WHAT IS EXPECTED - Repeat word for word the part of the R tutorial text between "Now, if you" and "rows with tail()", inclusive.

Once you’ve created a project (.Rproj), you can open the project and it should open right to where you left off. This means your scripts will open as well, as long as you did not close them the last time you worked on the project. However, if you want to open a script that isn’t currrently open but does exist, you can do so in the Files tab of the lower right pane. Click on the name of the script, and it will open in a new tab of your scripts pane (top left by default).
In your script (or, if you don’t take my advice, in your console), you can open and manipulate a dataset.
Right click and save this file to your folder named data
.
data <- read.csv("data/binomial-data.csv")
Now, if you want to view the first six rows of the dataset to see what types of things are in it, you can use the function head()
.
head(data)
## experiment subject item condition selection selectCode
## 1 first 1 1 Baseline Option 2 0
## 2 first 1 2 Baseline Option 1 1
## 3 first 1 3 Baseline Option 2 0
## 4 first 1 4 Baseline Option 2 0
## 5 first 1 5 Baseline Option 1 1
## 6 first 1 6 Baseline Option 1 1
You can also look at the bottom six rows with tail()
tail(data)
## experiment subject item condition selection selectCode
## 1435 third 20 19 Treatment Option 1 1
## 1436 third 20 20 Treatment Option 1 1
## 1437 third 20 21 Treatment Option 2 0
## 1438 third 20 22 Treatment Option 1 1
## 1439 third 20 23 Treatment Option 2 0
## 1440 third 20 24 Treatment Option 1 1
If we want to find out what each of the experiments are called, or how many conditions there are, we can use the function unique()
.
Note that we must specify what variable name we’ve given our dataset (data
) and what column we want to query (experiment
). The relationship between the dataset and the column in the dataset is specified with the $
operator.

Segmentation dataset records
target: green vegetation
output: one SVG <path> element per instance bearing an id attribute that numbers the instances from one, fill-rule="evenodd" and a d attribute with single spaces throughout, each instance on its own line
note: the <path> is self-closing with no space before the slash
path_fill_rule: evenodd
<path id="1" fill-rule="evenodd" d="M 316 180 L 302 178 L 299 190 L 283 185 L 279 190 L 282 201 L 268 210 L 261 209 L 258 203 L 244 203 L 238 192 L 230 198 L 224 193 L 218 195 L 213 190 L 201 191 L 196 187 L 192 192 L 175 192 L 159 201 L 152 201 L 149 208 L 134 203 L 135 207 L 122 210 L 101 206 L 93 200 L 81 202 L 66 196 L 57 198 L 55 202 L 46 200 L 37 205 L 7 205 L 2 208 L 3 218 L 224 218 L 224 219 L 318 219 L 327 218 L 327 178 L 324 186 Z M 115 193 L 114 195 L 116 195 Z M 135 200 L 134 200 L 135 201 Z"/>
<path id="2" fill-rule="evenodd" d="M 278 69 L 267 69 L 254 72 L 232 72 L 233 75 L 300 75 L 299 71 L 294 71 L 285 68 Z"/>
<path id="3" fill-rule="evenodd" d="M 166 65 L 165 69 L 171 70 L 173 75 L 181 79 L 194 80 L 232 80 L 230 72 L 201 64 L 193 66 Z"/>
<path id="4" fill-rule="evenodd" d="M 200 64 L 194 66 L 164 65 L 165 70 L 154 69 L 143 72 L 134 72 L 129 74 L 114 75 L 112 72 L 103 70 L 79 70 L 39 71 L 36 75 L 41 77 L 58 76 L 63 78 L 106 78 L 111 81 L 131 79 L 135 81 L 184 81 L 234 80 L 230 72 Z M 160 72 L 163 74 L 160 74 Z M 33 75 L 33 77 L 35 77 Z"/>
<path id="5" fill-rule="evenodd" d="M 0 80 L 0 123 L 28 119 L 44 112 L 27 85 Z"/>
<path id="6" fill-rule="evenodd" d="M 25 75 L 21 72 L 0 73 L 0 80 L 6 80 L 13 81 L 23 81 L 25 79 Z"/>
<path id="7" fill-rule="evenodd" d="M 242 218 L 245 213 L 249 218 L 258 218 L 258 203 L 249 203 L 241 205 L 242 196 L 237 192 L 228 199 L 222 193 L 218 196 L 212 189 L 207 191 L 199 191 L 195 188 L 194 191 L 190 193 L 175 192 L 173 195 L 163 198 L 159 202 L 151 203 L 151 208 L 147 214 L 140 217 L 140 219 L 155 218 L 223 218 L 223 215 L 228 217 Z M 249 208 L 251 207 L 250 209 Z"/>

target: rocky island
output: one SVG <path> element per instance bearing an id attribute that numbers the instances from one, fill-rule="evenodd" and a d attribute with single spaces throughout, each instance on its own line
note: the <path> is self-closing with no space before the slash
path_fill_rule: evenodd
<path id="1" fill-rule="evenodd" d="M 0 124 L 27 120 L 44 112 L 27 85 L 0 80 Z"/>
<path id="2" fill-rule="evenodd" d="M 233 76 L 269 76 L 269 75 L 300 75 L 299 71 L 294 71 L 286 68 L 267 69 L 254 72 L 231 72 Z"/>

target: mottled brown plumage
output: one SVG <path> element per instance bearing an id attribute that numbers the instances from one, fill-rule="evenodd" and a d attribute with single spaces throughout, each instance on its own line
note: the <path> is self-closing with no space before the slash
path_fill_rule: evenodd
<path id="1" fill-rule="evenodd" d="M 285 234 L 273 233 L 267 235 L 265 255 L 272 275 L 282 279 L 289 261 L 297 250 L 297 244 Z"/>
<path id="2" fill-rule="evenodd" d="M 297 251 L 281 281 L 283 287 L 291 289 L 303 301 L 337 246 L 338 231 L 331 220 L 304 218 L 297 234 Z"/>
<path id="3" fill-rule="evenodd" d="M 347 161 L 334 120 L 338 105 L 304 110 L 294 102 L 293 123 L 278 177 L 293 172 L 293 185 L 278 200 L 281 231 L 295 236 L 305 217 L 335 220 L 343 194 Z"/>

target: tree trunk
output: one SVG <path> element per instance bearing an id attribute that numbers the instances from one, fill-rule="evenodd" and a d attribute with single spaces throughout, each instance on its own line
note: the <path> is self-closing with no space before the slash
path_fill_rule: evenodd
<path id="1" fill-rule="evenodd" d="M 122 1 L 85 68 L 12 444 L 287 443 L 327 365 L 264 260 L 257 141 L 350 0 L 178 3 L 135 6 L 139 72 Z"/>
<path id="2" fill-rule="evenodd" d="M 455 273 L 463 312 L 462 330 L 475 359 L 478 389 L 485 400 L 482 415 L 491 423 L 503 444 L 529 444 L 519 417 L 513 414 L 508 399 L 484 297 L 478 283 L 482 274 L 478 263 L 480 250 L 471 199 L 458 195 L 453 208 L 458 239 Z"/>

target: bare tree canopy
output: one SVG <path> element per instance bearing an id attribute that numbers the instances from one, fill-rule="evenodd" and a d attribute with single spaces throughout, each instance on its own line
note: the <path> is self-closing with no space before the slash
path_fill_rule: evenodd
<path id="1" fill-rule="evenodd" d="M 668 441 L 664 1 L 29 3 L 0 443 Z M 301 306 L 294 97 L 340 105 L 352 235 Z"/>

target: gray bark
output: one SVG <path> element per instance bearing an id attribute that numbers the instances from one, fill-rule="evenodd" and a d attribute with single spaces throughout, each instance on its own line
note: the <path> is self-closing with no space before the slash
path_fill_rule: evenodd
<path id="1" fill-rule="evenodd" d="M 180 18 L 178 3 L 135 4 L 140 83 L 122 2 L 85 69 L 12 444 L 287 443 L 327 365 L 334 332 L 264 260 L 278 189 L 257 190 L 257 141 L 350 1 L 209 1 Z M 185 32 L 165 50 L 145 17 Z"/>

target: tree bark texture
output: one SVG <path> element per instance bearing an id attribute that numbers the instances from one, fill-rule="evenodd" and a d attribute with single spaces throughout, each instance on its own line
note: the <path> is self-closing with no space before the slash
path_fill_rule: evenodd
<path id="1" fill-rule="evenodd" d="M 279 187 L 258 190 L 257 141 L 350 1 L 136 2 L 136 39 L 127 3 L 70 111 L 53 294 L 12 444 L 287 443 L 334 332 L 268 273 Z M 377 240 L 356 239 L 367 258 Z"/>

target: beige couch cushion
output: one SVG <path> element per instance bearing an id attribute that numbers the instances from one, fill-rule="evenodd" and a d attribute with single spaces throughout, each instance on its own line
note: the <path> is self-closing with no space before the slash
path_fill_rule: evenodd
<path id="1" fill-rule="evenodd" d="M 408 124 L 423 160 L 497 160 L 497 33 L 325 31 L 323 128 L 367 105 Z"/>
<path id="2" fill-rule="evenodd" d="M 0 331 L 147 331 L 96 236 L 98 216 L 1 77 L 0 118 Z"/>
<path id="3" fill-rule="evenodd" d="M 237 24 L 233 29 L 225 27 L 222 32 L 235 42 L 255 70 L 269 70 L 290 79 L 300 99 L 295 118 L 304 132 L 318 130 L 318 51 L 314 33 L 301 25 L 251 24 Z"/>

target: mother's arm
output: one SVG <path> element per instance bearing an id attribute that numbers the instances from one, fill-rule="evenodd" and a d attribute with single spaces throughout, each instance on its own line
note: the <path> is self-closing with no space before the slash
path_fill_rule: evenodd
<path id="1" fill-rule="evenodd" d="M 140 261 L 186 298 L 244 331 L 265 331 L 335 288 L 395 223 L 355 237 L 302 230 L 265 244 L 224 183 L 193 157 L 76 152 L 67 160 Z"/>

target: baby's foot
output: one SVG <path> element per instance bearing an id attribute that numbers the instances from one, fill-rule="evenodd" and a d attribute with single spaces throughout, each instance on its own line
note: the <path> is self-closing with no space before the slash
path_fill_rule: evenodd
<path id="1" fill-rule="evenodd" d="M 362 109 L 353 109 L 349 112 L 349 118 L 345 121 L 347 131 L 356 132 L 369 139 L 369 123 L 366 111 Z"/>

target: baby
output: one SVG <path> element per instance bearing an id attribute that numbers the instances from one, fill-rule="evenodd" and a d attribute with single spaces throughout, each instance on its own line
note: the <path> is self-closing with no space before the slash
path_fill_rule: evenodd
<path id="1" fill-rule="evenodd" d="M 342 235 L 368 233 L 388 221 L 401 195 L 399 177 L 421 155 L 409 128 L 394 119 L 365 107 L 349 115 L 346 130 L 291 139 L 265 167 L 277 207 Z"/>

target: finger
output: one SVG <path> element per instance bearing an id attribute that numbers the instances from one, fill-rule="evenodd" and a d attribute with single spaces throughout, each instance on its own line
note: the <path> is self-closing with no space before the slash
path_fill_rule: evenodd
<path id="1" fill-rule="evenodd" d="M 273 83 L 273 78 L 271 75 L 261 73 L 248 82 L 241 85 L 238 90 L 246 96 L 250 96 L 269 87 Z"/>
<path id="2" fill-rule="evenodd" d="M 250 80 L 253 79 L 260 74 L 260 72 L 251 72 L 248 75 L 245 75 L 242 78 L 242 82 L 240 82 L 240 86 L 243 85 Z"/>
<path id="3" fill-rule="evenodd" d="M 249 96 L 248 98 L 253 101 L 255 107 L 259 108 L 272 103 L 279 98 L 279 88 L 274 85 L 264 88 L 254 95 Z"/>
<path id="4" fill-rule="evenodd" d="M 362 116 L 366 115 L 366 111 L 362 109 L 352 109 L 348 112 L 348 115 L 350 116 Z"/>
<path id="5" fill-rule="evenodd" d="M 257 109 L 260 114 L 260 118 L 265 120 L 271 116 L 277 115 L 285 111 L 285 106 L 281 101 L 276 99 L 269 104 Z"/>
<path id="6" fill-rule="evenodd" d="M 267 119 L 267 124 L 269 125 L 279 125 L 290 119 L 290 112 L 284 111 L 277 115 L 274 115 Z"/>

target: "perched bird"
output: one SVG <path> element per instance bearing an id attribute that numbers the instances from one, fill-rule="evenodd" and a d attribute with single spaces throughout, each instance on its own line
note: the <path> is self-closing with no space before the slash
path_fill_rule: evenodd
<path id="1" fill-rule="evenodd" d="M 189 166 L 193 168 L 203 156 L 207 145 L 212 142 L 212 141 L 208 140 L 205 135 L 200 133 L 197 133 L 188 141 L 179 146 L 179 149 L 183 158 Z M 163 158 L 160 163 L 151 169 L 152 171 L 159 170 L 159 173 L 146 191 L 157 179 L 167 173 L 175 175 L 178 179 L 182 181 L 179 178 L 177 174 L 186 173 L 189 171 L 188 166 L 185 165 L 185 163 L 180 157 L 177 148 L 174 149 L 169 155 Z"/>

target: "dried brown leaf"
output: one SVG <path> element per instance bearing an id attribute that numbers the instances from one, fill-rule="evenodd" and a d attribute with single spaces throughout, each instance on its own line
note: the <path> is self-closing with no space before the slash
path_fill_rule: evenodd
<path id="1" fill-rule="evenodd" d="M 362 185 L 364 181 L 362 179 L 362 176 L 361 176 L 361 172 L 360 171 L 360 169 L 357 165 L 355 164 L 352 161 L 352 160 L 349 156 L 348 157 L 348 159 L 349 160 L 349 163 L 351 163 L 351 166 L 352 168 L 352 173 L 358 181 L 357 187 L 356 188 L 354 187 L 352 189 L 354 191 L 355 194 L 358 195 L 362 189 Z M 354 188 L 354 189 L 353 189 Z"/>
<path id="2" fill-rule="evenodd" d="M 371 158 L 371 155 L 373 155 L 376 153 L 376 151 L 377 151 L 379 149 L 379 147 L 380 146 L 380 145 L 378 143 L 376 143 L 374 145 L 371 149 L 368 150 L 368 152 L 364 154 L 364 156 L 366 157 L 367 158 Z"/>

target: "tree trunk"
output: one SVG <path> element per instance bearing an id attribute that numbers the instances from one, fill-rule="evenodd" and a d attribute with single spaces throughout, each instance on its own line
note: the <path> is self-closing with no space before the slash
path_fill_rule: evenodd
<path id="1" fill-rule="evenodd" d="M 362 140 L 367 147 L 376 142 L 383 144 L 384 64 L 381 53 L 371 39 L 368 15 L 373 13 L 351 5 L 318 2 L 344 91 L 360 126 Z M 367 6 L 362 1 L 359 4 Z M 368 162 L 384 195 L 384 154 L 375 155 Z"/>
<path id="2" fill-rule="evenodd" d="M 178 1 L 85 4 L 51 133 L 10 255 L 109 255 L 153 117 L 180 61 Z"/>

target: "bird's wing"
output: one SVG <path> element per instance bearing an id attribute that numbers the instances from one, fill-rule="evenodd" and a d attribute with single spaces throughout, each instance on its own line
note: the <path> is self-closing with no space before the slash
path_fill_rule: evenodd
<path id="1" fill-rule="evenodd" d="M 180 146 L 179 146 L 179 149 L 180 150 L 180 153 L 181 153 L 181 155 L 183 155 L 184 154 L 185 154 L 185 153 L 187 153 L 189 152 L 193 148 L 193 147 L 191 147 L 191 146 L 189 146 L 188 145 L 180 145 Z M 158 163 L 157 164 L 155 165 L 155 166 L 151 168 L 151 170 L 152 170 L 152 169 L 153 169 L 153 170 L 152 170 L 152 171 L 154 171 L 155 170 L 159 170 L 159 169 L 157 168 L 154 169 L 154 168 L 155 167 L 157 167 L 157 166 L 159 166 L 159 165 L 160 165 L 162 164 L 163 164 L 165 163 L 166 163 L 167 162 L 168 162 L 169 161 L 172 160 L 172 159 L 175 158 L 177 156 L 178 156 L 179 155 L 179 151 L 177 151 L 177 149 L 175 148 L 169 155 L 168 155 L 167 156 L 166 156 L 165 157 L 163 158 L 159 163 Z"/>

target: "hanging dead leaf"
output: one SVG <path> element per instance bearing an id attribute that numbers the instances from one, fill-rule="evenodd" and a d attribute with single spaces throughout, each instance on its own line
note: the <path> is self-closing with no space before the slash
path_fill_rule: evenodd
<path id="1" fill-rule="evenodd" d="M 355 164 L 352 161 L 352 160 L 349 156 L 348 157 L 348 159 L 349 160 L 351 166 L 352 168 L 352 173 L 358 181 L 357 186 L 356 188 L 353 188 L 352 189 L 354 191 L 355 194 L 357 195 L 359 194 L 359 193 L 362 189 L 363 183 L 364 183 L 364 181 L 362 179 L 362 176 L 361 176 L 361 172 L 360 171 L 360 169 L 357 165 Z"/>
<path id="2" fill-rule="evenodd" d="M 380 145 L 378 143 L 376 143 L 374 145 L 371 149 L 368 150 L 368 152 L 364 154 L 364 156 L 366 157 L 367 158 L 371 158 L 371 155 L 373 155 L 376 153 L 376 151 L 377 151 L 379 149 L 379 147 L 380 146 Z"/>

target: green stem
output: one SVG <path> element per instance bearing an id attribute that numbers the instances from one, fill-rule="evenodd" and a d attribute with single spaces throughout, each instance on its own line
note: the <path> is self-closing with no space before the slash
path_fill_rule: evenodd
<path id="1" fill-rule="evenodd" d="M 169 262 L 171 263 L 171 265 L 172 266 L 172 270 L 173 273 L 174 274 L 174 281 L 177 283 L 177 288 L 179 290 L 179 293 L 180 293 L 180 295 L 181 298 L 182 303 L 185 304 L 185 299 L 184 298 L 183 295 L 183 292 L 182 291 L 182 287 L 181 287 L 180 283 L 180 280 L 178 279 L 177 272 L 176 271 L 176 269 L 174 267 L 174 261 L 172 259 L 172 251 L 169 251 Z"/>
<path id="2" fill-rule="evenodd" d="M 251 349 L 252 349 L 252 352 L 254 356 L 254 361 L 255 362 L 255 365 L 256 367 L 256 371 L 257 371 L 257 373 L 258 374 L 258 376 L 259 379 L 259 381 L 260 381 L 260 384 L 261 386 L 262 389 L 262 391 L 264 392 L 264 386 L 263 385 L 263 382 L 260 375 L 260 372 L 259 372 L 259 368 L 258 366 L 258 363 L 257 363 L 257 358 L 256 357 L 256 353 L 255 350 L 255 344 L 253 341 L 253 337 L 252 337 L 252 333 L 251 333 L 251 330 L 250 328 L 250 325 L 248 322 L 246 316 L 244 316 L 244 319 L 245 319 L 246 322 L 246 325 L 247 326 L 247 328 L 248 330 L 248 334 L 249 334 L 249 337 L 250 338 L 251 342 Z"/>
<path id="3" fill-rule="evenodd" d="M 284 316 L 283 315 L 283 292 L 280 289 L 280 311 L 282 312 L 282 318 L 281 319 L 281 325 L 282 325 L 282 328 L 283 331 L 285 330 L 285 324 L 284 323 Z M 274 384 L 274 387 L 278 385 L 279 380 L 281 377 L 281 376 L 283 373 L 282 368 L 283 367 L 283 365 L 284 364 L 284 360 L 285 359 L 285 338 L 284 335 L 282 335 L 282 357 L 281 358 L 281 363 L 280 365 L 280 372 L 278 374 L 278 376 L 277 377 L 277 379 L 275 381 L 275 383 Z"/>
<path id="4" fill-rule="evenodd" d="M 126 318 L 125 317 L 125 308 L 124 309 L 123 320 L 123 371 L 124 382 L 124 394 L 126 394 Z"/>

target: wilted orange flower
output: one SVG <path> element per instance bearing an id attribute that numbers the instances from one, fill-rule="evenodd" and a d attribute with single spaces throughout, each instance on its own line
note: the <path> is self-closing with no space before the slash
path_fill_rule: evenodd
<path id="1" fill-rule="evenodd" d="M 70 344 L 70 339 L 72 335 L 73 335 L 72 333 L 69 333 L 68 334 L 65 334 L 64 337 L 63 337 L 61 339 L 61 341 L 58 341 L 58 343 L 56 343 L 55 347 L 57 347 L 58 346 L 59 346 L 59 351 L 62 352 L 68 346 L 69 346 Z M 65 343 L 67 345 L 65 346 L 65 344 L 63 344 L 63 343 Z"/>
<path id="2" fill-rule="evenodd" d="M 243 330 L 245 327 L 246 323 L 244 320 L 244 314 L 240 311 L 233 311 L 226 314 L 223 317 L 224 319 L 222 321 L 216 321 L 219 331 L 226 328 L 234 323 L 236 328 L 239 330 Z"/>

THE COMPLETED TASK -
Now, if you want to view the first six rows of the dataset to see what types of things are in it, you can use the function head()
.
head(data)
## experiment subject item condition selection selectCode
## 1 first 1 1 Baseline Option 2 0
## 2 first 1 2 Baseline Option 1 1
## 3 first 1 3 Baseline Option 2 0
## 4 first 1 4 Baseline Option 2 0
## 5 first 1 5 Baseline Option 1 1
## 6 first 1 6 Baseline Option 1 1
You can also look at the bottom six rows with tail()